▶ WHAT NEEDS TO BE DONE: Your answer should consist of the listing, repeated exactly.

▶ PROVIDED MATERIAL:
---*---

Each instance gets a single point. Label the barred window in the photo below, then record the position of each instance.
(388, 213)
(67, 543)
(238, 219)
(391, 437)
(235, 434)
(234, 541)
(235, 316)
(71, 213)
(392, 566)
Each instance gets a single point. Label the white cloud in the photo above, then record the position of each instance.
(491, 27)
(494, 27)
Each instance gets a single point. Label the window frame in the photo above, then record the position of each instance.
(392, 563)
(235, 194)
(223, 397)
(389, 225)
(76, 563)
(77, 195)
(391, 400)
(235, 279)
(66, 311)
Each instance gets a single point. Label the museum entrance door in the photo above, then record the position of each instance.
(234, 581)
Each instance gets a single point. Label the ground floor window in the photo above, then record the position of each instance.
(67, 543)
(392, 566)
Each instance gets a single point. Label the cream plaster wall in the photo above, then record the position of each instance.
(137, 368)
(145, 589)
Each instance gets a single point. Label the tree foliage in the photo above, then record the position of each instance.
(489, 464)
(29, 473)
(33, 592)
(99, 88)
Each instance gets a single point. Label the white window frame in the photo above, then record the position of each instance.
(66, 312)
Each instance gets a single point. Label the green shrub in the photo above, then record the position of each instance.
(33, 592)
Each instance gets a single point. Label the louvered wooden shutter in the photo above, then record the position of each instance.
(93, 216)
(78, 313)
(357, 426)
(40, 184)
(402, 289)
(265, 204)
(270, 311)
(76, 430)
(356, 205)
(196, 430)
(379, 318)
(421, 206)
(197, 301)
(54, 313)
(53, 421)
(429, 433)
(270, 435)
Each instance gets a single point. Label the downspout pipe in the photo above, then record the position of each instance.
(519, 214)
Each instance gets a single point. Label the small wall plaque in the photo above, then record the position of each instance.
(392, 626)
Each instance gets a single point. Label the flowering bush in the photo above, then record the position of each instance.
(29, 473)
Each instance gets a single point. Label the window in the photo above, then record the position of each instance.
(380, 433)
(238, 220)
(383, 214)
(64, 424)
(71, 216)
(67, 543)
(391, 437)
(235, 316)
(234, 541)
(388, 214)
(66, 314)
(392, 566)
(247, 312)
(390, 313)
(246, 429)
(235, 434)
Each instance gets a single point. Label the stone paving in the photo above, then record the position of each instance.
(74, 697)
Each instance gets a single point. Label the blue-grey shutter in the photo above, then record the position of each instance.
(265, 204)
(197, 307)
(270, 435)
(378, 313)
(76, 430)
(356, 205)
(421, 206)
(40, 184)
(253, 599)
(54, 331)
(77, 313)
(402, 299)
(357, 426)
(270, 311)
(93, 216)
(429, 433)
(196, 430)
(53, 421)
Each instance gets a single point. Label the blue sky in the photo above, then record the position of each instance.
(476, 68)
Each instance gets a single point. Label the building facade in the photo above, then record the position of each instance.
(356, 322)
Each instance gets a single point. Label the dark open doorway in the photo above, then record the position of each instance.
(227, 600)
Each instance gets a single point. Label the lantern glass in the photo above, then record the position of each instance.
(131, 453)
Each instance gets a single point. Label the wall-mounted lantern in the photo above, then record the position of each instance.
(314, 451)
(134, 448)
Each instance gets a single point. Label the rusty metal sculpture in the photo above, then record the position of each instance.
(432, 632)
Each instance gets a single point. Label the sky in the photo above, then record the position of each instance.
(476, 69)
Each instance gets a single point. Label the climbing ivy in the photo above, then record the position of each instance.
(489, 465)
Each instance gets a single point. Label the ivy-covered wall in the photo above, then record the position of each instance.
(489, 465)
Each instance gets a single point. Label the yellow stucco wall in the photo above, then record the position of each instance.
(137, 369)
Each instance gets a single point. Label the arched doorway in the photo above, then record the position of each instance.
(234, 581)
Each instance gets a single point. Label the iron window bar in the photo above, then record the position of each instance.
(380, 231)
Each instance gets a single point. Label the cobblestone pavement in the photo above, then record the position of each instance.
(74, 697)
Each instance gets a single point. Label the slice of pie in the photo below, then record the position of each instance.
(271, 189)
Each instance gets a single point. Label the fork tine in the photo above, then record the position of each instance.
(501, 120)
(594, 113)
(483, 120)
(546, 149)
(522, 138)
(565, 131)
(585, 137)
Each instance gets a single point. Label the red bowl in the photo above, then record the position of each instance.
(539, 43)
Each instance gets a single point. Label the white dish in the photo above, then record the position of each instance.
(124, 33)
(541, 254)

---*---

▶ SOLUTION:
Each instance gets a single point. Label the barred window in the photo below, then record the position of each instance.
(388, 213)
(67, 543)
(238, 219)
(391, 437)
(235, 434)
(234, 541)
(235, 316)
(71, 213)
(392, 566)
Each instance gets a single point. Label the white cloud in the photo above, then record the position of each instance.
(491, 27)
(494, 27)
Each instance gets a single point. Label the window frame in the photo above, then record the position of each instance.
(392, 563)
(235, 194)
(223, 397)
(389, 225)
(76, 563)
(77, 195)
(391, 400)
(235, 279)
(66, 311)
Each instance gets a single point. Label the museum entrance door in the photo above, then record the position of each instance.
(234, 581)
Each instance gets a single point. Label the ground floor window in the photo above, then record the position of each instance.
(67, 543)
(392, 566)
Each instance gets a single point. Label the cream plaster wall in the photo above, then record the position of each instance.
(137, 368)
(145, 589)
Each instance gets a single point. Label the tree foliage in the photo above, then record the position of each instance.
(489, 464)
(29, 473)
(33, 592)
(99, 88)
Each instance gets a single point. Label the white window frame in the photo above, then record the position of each instance.
(66, 312)
Each instance gets a single point. Label the green shrub in the photo above, then record the position of each instance.
(33, 592)
Each instance gets a single point. Label the louvered wooden shutter in the photo above, then record the position of each instance.
(93, 216)
(78, 313)
(357, 426)
(40, 184)
(402, 289)
(265, 204)
(270, 311)
(76, 430)
(356, 205)
(196, 430)
(379, 318)
(421, 206)
(197, 301)
(54, 313)
(53, 421)
(429, 433)
(270, 435)
Each instance gets a single point. Label the downspout pipe in the photo above, then record the position of each instance.
(519, 214)
Each instance gets a single point. Label the small wall plaque in the photo above, then record the position of each instance.
(392, 626)
Each instance gets a single point. Label the flowering bush in the photo above, then record the position of each instance.
(29, 473)
Each instance gets a single point. Label the window in the photo above, then record the position of each instance.
(380, 433)
(238, 220)
(383, 214)
(64, 424)
(71, 216)
(67, 543)
(391, 437)
(235, 316)
(234, 541)
(388, 214)
(66, 314)
(392, 566)
(247, 312)
(390, 313)
(246, 429)
(235, 434)
Each instance gets a single point. Label the stone paving in the photo above, then record the position of each instance.
(74, 697)
Each instance gets a single point. Label the blue-grey shutter in the photo above, then record the position of each instance.
(265, 204)
(197, 307)
(270, 435)
(378, 313)
(76, 430)
(356, 205)
(421, 206)
(40, 184)
(253, 599)
(54, 331)
(77, 313)
(402, 299)
(357, 426)
(270, 311)
(93, 216)
(429, 433)
(196, 430)
(53, 421)
Each instance gets a single point. Label the blue sky in the photo above, then record the position of each instance.
(476, 68)
Each instance gets a single point. Label the building facade in the photo above, then record the position of each instance.
(356, 322)
Each instance gets a single point. Label the dark open doorway in the photo above, then record the position of each instance.
(227, 600)
Each instance gets a single point. Label the lantern glass in the photo above, then record the position of each instance.
(131, 453)
Each instance gets a single point. Label the wall-mounted lantern in the photo above, then record the position of each instance.
(314, 451)
(134, 448)
Each instance gets a single point. Label the rusty metal sculpture in the photo above, then record the position of each instance.
(432, 632)
Each instance gets a single point. Label the sky in the photo above, then record the position of each instance.
(476, 69)
Each instance gets a single point. Label the climbing ivy in the photo above, then record the position of each instance.
(489, 465)
Each instance gets a single point. Label the ivy-covered wall in the photo above, then record the position of each instance.
(489, 465)
Each instance gets a single point. Label the yellow stucco wall in the photo above, then record the position of each instance.
(137, 369)
Each instance gets a single point. Label the arched doorway in the photo above, then record the position of each instance.
(234, 581)
Each instance gets a single point. Label the iron window bar in the photo above, then record the position of each instance.
(380, 231)
Each instance gets a single point. Label the cobblestone pavement in the photo above, then record the position of each instance.
(74, 697)
Each instance gets a single point. Label the slice of pie in the photo below, then record the position of each instance.
(271, 189)
Each instance gets a single point. Label the fork tine in the photo above, then record the position of each instance.
(501, 120)
(594, 113)
(483, 120)
(546, 149)
(522, 138)
(565, 131)
(585, 137)
Each instance gets a single point. Label the red bowl in the photo above, then record the position of each instance.
(539, 43)
Each instance gets a single point. Label the white dish in the photo above, then record the position of each instance.
(124, 33)
(541, 254)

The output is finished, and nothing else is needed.